Stated task 1 —
According to the articles, what punishment applies to rebellion?
Stated task 2 —
Write out the part of the articles starting at "4. None were" and ending at "punished with death.".

Excerpt —
_ _ _
The Articles were to this effect:—

"1. In this new temple there was to be only one king to rule over the people of God.

2. This king was to be a minister of righteousness, and to bear the sword of justice.

3. None of the subjects were to desert their allotted places.

4. None were to interpret Holy Scripture wrongfully.

5. Should a prophet arise teaching anything contrary to the plain letter of Holy Scripture, he was to be avoided.

6. Drunkenness, avarice, fornication, and adultery were forbidden.

7. Rebellion to be punished with death.

8. Duels to be suppressed.

9. Calumny forbidden.

10. Egress from the camp forbidden without permission.

11. Any one absenting himself from his wife for three days, without leave from his officer, the wife to take another husband.

12. Approaching the enemy's sentinels without leave forbidden.

13. All violence forbidden among the elect.
_ _ _
Rows from a dataset —
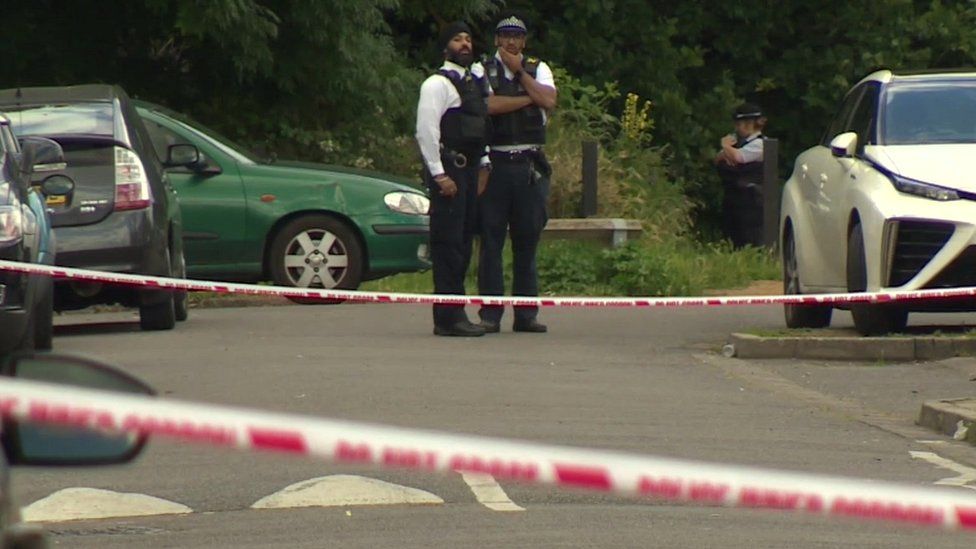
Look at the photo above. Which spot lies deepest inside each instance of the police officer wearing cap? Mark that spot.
(452, 117)
(514, 200)
(739, 165)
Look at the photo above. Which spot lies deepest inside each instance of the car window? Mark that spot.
(9, 141)
(931, 112)
(863, 121)
(162, 137)
(73, 119)
(839, 124)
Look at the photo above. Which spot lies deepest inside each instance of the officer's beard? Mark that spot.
(463, 58)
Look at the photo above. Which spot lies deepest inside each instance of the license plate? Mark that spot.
(56, 200)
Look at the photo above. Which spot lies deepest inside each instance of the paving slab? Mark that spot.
(955, 417)
(906, 348)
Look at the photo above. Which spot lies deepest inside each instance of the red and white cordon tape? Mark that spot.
(393, 297)
(393, 447)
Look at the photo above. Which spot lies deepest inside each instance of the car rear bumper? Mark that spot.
(123, 242)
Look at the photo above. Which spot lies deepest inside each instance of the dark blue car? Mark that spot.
(26, 301)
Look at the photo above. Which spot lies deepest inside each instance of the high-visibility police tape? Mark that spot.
(393, 447)
(395, 297)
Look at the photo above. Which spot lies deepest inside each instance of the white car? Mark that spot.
(887, 200)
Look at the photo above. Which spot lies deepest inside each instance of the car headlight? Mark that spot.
(408, 203)
(926, 190)
(11, 224)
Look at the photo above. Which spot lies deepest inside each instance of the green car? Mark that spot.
(298, 224)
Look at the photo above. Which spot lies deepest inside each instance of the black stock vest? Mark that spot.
(748, 175)
(521, 127)
(464, 129)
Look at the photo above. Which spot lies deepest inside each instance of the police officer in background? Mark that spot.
(739, 165)
(523, 91)
(452, 117)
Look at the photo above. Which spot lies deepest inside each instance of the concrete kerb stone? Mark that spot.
(891, 349)
(954, 417)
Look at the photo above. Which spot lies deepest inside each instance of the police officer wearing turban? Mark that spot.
(740, 166)
(523, 91)
(452, 117)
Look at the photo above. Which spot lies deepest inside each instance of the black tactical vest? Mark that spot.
(521, 127)
(750, 173)
(464, 129)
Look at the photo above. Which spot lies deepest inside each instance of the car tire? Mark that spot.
(160, 315)
(27, 340)
(296, 252)
(799, 316)
(869, 319)
(181, 301)
(44, 317)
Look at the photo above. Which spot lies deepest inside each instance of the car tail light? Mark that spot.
(131, 184)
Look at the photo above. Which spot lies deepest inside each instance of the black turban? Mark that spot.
(452, 30)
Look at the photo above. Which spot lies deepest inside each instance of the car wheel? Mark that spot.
(44, 317)
(869, 319)
(161, 315)
(799, 316)
(181, 301)
(316, 251)
(27, 340)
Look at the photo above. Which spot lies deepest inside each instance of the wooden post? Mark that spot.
(589, 202)
(772, 192)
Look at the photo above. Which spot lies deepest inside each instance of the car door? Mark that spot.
(816, 166)
(211, 195)
(836, 179)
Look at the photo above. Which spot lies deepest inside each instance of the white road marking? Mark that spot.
(92, 503)
(966, 474)
(345, 491)
(489, 493)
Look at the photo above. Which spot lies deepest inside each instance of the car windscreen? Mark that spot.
(930, 112)
(236, 151)
(64, 119)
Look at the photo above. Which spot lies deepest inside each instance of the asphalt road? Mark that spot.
(648, 381)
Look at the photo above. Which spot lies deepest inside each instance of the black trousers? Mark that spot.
(742, 216)
(515, 202)
(452, 229)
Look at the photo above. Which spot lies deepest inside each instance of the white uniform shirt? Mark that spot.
(437, 95)
(752, 151)
(544, 76)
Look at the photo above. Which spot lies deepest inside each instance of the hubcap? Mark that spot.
(316, 258)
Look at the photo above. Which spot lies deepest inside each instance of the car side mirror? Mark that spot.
(57, 185)
(37, 444)
(844, 145)
(182, 155)
(39, 154)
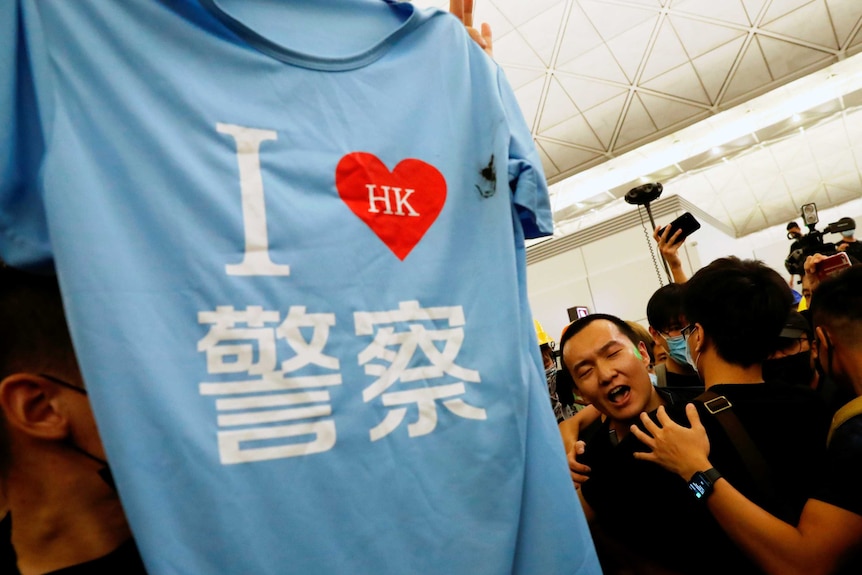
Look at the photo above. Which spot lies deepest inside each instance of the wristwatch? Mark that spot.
(702, 482)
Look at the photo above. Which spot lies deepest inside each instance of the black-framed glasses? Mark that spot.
(63, 383)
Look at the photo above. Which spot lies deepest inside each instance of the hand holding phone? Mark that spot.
(831, 265)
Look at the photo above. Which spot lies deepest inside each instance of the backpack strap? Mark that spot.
(720, 407)
(850, 410)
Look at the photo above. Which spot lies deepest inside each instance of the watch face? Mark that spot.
(700, 486)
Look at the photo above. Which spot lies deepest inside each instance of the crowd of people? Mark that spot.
(727, 464)
(724, 437)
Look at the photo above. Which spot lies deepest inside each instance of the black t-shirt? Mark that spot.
(842, 476)
(124, 560)
(681, 380)
(652, 511)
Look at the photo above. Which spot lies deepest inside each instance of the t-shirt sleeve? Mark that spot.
(842, 473)
(23, 229)
(526, 175)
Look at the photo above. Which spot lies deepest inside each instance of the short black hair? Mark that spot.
(837, 305)
(741, 305)
(664, 308)
(34, 337)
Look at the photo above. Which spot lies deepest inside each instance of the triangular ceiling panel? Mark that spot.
(786, 58)
(759, 166)
(666, 112)
(519, 77)
(792, 153)
(597, 63)
(750, 75)
(780, 8)
(801, 180)
(550, 168)
(603, 118)
(488, 12)
(666, 53)
(839, 162)
(841, 194)
(714, 67)
(629, 48)
(753, 8)
(636, 124)
(529, 96)
(825, 138)
(557, 106)
(587, 94)
(649, 3)
(725, 10)
(579, 37)
(565, 157)
(767, 187)
(682, 82)
(810, 23)
(541, 32)
(513, 50)
(849, 181)
(519, 13)
(845, 15)
(814, 193)
(755, 221)
(577, 131)
(611, 20)
(700, 37)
_ _ _
Result 1 —
Rebellion is to be punished with death.

Result 2 —
4. None were to interpret Holy Scripture wrongfully.

5. Should a prophet arise teaching anything contrary to the plain letter of Holy Scripture, he was to be avoided.

6. Drunkenness, avarice, fornication, and adultery were forbidden.

7. Rebellion to be punished with death.